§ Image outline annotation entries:
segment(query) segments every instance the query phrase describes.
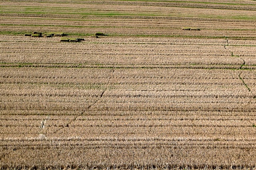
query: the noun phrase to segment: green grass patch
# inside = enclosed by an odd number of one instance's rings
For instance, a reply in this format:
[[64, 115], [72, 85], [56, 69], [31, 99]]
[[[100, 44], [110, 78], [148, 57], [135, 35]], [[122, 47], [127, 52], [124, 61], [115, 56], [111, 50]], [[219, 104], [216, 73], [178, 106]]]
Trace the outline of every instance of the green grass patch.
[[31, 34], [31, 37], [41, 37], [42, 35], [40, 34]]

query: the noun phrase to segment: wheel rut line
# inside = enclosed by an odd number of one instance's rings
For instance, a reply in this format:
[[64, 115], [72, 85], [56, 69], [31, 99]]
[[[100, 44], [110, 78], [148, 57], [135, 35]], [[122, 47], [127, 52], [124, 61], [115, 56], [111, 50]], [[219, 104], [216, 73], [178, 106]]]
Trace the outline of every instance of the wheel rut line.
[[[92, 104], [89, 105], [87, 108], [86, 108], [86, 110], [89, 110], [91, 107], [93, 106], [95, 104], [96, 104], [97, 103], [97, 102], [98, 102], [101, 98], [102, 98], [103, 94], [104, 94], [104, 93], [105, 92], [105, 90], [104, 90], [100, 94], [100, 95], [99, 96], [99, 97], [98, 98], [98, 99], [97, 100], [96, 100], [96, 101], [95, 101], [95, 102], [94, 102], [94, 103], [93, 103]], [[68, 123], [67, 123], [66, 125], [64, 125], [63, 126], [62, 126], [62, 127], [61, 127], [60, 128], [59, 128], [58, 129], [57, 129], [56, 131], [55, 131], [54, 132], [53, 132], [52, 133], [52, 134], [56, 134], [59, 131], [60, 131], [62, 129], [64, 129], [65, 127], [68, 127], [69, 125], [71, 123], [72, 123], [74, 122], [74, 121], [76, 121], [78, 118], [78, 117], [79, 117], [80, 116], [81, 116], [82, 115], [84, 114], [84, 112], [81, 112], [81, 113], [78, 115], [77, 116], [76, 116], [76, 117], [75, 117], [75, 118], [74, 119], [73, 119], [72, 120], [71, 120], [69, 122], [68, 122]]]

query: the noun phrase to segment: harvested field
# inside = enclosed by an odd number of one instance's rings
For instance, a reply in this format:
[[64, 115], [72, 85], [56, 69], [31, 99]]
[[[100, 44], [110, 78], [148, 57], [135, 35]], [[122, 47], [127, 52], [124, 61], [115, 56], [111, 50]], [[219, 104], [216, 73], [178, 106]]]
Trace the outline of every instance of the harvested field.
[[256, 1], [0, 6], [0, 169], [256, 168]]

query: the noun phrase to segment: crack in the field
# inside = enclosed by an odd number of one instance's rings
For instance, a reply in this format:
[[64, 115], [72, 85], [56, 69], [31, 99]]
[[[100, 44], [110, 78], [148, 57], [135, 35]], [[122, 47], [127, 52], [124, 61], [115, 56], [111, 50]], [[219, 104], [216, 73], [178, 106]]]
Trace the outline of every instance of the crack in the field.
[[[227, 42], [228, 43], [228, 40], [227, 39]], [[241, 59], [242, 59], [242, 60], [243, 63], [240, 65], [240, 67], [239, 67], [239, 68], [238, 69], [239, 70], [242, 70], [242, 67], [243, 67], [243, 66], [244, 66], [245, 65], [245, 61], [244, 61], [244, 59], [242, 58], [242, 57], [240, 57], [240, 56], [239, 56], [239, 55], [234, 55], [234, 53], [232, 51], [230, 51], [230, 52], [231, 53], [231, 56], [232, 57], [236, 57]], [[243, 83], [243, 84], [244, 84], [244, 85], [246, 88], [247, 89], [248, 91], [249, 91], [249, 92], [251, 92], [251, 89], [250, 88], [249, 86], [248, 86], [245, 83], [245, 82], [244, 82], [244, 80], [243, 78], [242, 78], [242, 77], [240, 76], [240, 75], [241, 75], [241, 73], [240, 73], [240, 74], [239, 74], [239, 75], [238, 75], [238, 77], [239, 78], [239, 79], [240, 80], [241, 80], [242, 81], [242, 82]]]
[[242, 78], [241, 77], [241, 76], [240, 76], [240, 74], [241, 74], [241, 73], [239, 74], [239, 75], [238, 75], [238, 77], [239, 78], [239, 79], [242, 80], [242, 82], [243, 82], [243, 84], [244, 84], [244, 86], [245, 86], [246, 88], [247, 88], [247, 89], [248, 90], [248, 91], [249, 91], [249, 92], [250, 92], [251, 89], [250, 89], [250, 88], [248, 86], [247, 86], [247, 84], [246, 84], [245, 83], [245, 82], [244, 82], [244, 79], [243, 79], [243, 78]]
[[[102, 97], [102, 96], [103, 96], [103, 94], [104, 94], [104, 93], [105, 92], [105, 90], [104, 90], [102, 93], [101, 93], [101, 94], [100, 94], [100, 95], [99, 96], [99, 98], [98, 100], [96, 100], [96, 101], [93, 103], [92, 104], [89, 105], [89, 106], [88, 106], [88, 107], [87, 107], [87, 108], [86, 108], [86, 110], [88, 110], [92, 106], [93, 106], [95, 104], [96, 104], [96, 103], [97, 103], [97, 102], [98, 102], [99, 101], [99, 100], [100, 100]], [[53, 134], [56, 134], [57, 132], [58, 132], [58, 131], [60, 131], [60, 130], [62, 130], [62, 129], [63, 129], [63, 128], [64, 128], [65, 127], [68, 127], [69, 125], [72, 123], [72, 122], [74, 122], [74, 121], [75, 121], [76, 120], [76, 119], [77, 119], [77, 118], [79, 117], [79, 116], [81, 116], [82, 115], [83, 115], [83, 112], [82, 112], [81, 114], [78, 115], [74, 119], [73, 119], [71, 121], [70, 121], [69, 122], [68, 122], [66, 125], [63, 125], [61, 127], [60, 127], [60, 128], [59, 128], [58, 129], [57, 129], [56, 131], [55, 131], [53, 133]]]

---

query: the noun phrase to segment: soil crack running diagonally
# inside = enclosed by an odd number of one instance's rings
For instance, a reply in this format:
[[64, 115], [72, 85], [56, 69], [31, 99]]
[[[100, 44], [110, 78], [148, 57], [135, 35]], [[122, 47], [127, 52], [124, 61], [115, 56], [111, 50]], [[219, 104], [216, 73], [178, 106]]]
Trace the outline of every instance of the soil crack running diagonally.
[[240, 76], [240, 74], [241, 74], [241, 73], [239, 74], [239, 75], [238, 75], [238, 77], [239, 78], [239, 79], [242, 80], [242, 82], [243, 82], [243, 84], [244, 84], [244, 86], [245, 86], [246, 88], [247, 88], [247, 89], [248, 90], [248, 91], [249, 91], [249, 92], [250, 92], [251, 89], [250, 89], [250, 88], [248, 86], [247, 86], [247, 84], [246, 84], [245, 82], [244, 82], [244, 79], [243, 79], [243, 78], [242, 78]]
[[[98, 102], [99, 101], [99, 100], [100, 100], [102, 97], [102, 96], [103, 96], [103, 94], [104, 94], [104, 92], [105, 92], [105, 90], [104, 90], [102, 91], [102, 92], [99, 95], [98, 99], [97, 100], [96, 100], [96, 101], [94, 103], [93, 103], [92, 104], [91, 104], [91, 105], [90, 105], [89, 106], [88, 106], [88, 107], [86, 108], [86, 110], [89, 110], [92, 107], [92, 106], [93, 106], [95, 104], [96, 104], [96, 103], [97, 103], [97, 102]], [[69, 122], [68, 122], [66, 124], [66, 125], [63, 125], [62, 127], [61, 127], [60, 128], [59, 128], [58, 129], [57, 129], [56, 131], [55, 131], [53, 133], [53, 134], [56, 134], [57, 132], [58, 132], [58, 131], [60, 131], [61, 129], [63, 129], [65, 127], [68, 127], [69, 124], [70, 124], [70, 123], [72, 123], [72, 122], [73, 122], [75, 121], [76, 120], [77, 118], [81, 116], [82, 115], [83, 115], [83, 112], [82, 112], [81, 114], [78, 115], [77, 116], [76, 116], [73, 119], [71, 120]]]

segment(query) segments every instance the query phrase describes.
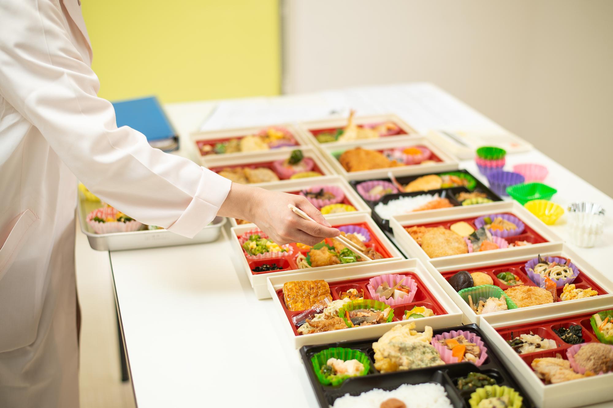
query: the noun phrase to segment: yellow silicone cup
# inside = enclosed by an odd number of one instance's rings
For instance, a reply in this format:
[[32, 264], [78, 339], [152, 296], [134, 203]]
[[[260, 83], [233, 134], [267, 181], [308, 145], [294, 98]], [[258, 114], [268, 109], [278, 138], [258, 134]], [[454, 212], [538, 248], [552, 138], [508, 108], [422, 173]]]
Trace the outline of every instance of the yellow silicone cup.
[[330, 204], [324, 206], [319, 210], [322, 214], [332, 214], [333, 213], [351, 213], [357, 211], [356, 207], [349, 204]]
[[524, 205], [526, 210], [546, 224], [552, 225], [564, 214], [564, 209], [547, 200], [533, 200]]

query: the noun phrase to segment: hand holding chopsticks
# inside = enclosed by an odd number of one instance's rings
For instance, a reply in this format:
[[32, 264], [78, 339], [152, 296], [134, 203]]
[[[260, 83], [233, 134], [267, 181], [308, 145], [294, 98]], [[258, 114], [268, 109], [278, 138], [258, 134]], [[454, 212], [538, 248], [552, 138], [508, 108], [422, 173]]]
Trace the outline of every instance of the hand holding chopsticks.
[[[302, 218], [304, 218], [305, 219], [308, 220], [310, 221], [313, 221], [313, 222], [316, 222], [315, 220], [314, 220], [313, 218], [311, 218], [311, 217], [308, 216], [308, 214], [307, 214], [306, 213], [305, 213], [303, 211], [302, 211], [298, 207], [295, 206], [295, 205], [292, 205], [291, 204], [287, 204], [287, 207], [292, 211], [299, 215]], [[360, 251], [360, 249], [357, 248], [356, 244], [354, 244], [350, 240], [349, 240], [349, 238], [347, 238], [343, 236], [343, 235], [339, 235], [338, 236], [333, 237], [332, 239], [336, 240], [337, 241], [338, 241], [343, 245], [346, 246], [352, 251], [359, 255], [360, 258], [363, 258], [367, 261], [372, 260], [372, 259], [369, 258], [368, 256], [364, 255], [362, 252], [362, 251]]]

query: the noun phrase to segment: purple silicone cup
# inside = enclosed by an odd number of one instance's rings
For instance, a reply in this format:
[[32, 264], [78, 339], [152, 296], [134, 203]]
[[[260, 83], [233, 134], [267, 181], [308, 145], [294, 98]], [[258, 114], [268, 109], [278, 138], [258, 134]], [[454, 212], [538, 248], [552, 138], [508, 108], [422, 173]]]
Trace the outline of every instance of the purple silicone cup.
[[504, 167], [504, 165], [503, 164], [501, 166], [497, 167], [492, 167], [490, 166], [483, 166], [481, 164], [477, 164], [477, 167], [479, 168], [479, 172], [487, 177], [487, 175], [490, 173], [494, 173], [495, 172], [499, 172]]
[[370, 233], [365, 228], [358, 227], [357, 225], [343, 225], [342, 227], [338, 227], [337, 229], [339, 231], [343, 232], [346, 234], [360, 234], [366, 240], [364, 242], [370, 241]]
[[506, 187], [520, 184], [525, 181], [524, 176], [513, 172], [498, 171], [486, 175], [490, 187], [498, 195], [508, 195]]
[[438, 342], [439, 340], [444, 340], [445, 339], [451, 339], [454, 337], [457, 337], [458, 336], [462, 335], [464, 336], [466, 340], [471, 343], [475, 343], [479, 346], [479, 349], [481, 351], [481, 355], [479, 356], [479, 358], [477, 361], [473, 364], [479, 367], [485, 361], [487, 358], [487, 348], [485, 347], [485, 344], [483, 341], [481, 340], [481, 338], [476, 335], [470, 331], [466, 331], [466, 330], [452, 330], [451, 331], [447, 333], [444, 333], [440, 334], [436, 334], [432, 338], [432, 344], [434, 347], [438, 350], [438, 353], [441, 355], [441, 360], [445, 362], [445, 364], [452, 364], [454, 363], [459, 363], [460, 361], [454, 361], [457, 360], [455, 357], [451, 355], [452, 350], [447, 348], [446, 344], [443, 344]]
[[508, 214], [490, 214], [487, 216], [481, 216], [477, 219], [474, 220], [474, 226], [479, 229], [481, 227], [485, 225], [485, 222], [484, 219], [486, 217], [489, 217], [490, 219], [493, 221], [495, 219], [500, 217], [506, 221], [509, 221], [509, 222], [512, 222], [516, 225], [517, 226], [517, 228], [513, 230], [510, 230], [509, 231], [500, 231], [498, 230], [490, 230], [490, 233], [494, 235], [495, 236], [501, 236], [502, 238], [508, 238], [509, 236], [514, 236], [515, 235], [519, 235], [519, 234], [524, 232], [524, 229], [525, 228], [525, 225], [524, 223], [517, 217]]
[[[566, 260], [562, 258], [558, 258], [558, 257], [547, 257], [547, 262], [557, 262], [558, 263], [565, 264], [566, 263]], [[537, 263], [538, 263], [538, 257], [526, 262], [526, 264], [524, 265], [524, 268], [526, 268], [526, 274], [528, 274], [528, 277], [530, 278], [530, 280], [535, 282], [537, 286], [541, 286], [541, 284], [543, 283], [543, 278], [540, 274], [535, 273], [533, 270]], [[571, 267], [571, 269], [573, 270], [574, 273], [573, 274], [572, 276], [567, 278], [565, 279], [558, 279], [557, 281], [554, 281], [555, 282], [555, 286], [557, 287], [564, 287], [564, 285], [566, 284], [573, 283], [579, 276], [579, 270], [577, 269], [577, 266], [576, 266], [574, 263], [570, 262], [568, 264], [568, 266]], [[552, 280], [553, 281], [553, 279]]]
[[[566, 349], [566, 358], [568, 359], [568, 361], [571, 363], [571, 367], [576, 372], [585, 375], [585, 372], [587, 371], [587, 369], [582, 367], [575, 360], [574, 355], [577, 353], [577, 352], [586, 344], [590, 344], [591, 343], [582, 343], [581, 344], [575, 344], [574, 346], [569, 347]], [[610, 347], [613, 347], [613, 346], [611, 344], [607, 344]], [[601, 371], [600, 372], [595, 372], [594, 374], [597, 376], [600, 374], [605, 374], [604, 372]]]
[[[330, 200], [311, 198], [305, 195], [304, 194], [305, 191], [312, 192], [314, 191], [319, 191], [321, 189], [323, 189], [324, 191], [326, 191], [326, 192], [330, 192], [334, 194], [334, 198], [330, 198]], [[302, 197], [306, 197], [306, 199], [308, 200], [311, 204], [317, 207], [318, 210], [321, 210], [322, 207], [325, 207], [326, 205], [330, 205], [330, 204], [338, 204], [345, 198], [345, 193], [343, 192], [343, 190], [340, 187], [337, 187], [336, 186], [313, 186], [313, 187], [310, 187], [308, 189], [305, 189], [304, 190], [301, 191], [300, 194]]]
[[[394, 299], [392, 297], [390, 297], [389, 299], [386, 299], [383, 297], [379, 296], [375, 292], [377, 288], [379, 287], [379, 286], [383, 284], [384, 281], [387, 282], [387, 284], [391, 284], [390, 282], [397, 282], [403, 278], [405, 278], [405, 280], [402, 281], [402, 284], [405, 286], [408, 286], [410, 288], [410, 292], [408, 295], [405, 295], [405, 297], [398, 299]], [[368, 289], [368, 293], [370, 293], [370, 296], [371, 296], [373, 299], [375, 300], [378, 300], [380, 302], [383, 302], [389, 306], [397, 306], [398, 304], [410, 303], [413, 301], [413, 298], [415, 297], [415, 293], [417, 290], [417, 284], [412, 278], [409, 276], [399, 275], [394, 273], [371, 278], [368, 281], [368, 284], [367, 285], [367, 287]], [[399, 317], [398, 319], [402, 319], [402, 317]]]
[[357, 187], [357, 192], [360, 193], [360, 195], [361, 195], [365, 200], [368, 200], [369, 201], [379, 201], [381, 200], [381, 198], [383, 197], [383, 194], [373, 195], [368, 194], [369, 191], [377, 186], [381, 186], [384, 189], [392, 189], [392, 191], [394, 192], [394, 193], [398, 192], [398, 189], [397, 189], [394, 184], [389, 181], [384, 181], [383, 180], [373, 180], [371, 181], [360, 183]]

==

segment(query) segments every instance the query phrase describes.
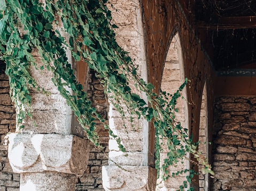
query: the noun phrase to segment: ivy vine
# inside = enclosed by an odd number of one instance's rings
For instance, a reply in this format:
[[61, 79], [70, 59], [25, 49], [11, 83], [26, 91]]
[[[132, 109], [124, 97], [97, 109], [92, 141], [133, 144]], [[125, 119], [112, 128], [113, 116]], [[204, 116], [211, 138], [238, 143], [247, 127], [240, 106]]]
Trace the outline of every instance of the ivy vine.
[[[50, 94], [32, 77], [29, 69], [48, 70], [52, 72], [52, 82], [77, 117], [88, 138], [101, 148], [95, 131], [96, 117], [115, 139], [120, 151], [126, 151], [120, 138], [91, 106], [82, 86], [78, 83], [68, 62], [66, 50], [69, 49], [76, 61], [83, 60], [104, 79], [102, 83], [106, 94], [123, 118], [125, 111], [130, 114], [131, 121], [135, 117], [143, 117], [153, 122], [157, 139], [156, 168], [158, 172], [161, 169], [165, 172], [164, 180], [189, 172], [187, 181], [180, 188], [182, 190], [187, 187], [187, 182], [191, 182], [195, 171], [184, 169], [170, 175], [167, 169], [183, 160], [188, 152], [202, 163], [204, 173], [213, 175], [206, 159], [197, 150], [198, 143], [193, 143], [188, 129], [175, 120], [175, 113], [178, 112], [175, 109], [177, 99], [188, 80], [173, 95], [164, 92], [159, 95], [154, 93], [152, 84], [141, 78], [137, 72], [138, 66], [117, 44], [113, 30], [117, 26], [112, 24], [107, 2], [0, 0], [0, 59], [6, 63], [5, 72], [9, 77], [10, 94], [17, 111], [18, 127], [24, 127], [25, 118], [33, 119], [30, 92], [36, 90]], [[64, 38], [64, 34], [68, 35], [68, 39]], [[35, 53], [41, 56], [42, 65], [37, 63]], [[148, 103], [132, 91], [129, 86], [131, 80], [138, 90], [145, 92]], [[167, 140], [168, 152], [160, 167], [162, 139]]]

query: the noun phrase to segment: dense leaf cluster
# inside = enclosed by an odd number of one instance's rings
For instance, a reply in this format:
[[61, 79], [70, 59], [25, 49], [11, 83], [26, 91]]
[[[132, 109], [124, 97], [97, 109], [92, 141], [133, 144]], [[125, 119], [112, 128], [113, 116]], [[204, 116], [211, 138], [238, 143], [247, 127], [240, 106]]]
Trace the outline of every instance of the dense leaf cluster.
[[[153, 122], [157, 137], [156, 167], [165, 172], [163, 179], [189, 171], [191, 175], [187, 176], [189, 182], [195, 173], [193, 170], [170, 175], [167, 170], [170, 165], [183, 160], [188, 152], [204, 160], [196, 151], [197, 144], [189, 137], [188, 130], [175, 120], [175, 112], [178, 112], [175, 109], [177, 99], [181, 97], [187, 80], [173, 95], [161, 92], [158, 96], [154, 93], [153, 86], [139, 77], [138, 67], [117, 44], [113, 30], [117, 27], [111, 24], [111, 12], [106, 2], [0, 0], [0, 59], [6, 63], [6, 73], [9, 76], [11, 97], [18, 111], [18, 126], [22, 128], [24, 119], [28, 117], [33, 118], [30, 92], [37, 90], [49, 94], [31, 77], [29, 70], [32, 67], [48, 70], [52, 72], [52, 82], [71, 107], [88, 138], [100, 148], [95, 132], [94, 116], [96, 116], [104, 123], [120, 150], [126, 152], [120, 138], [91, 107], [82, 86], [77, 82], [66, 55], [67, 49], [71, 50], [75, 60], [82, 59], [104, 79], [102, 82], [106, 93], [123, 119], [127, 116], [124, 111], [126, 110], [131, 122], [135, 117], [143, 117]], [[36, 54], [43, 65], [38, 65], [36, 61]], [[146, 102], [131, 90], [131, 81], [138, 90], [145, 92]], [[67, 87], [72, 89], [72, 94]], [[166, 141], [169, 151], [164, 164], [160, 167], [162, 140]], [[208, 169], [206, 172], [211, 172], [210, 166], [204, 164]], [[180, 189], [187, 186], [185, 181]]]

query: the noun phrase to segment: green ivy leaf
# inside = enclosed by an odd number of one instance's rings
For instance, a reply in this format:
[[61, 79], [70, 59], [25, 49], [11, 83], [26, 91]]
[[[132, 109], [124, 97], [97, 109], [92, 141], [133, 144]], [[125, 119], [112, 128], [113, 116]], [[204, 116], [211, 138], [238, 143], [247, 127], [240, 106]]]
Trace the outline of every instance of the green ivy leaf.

§ What the task requires:
Switch "chopsticks" to "a fork" in the entries from the line with "query: the noun phrase to segment: hand" to the line with "Trace the outline of every instance of the hand", and reproduce only those lines with nothing else changed.

§ Task answer:
query: the noun phrase to segment: hand holding a fork
# inside = enclosed by an odd number of one instance's rings
For instance, a reply in this format:
[[32, 264], [78, 339], [152, 296], [134, 203]]
[[[260, 83], [233, 134], [267, 181], [308, 145], [294, 98]], [[258, 114], [268, 109], [278, 138], [258, 134]], [[454, 212], [538, 248], [552, 138], [508, 108], [422, 173]]]
Trace the outline of every instance of the hand holding a fork.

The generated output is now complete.